[Records drawn from a dataset]
========================================================================

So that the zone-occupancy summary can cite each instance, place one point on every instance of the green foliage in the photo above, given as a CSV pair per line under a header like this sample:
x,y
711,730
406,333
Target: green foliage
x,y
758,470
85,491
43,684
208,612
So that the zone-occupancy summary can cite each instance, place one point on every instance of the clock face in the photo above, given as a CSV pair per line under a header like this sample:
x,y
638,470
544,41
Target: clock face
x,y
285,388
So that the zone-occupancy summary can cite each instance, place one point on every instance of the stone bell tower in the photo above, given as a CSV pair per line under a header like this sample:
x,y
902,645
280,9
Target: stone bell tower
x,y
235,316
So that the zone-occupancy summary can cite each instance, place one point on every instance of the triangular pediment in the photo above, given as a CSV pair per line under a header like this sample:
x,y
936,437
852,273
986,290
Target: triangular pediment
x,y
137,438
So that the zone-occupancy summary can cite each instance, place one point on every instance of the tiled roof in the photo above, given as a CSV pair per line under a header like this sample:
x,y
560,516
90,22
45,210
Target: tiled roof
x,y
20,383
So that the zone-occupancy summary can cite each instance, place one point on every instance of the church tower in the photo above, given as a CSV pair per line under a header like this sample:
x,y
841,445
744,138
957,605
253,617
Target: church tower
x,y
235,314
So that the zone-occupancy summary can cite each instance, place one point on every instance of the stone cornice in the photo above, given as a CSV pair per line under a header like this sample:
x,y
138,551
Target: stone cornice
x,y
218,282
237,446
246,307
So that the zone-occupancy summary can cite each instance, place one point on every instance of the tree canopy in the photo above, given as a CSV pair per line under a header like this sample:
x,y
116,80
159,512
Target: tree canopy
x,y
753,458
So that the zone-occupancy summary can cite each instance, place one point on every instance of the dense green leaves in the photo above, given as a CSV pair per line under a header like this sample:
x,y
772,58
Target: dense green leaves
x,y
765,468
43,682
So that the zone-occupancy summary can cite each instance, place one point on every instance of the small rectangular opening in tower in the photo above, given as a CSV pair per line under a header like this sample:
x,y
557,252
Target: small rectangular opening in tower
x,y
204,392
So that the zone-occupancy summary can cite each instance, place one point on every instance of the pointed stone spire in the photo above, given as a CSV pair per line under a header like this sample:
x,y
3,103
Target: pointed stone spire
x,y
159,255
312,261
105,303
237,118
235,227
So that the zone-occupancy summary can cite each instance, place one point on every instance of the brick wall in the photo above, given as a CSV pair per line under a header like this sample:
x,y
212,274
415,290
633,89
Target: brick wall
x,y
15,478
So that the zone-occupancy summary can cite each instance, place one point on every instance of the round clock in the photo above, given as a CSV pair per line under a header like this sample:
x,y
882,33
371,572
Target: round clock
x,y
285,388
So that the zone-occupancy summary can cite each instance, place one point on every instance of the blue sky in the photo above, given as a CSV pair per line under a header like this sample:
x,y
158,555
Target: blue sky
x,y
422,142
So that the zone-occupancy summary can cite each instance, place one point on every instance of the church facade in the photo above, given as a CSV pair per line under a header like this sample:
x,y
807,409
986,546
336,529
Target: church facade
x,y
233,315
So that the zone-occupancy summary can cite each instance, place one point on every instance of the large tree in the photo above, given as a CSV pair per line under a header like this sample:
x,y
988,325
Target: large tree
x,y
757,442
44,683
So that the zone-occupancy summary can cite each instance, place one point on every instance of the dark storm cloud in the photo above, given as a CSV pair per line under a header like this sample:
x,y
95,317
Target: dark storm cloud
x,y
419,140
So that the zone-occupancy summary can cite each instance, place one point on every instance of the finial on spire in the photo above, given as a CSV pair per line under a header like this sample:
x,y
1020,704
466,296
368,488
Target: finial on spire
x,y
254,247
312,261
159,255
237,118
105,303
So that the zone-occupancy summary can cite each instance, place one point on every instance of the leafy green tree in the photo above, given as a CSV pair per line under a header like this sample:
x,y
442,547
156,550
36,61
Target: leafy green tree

========================================================================

▶ [Exercise details]
Could every record be printed again exactly as it reads?

▶ [Task output]
So that the zone-occupancy summary can cite each instance, place one point on every instance of the green foliage in the photo above, given as a CSV pair per line under a header like this sample:
x,y
711,730
406,333
Target: green foliage
x,y
758,470
85,491
43,684
208,612
So that the zone-occupancy summary can cite each instance, place one point on every instance of the clock face in the photo above, given as a CSV pair per line under a header like this sample:
x,y
638,470
544,41
Target: clock face
x,y
285,388
So that the zone-occupancy summary can cite each instance, place one point on every instance of the stone bell tower in the photo above, given as a CSV pair per line under a header like this sample:
x,y
902,645
280,9
Target: stone bell tower
x,y
235,316
So that the zone-occupancy summary can cite each instance, place one point on every instance of the triangular pediment in the photo above, given as a CSV pair per line under a header like this sample:
x,y
936,437
852,273
986,290
Target: triangular pediment
x,y
137,438
So that the zone-occupancy summary can cite each instance, place one point on every instance of the tiled roof in the photo above, given as a CSV pair per line under a header like this sample:
x,y
560,516
90,22
45,210
Target: tiled roof
x,y
20,383
So that the zone-occupancy summary can cite each instance, place one point on every instance of the church tower in the photo above, given as a CSV pair per line under a header like this sample:
x,y
841,445
744,138
957,605
253,617
Target: church tower
x,y
235,314
So that the zone-occupancy summary can cite each instance, place one point on every instance of the stone cornice in the photo above, given as a CSV pair per line under a header like this sample:
x,y
138,551
Target: stone cornice
x,y
218,282
237,446
246,307
So that the zone-occupancy summary can cite each instance, place one point on every instance of the tree canopy in the photo above, given as a CSV pair per line under a header like this sample:
x,y
116,80
159,512
Target: tree canopy
x,y
753,458
So that the zone-occupancy summary can cite each instance, place one point on every instance of the dense green leaves in the photo above, given as a CSV pair per line under a header like this sample:
x,y
772,58
Target: dense green leaves
x,y
765,468
43,682
So that the zone-occupancy summary can cite each instance, place one point on every instance of the small rectangular opening in tower in the photo above, given as a CSV pair per line under a header like this sample:
x,y
557,252
Target: small rectangular opening in tower
x,y
204,392
So that the zone-occupancy summary can cite each instance, place one point on every instance of the pointed stone spire in the photo above, given as a CSV pair per line under a header like this sample:
x,y
3,103
Target: pointed stone spire
x,y
159,255
312,261
105,303
237,118
235,227
So that the zone-occupancy summary can cite each instance, place one point on every instance of the brick wall in the photo above, given as a CSV pair per line under a header like this sample:
x,y
212,274
415,290
633,89
Target: brick wall
x,y
15,478
So that the zone-occupancy summary can cite each instance, place one point on every instance of the round clock in the photo above, given as a CSV pair per line under a header like this sample:
x,y
882,33
371,572
Target: round clock
x,y
285,388
So that the zone-occupancy summary can cite each instance, place one point on every instance of the blue sky in the photo above, given as a CSV pair per line under a header like this sample:
x,y
158,555
Target: blue sky
x,y
422,142
So that the zone-occupancy summary can cite each instance, place one point on every instance of the church facade in the photo above, given as a CSV pair per line under a header like this sample:
x,y
807,409
986,546
336,529
Target: church facade
x,y
233,315
So that the zone-occupancy summary can cite each instance, place one point on every instance of the large tree in the photo above, given as a CSV pair per line under a header like this sample:
x,y
988,325
Target: large tree
x,y
757,442
44,683
So that the zone-occupancy summary can cite each instance, place one point on every instance of the dark storm cloud in the photo above, given as a CSV pair per line under a header like this sample:
x,y
95,317
Target: dark storm cloud
x,y
419,140
So that the zone-occupancy summary can cite each instance, place one point on every instance of the finial on spire in the photo above, given as a CSV pair per line under a header like this sample:
x,y
1020,704
466,296
368,488
Target: finial on spire
x,y
254,247
312,261
159,255
237,118
105,303
So that the zone-occupancy summary can cite each instance, place one point on every instance of the leafy green tree in the photo above, given as a CSV pair per line under a header like this sample:
x,y
442,547
156,550
36,61
Target: leafy green tree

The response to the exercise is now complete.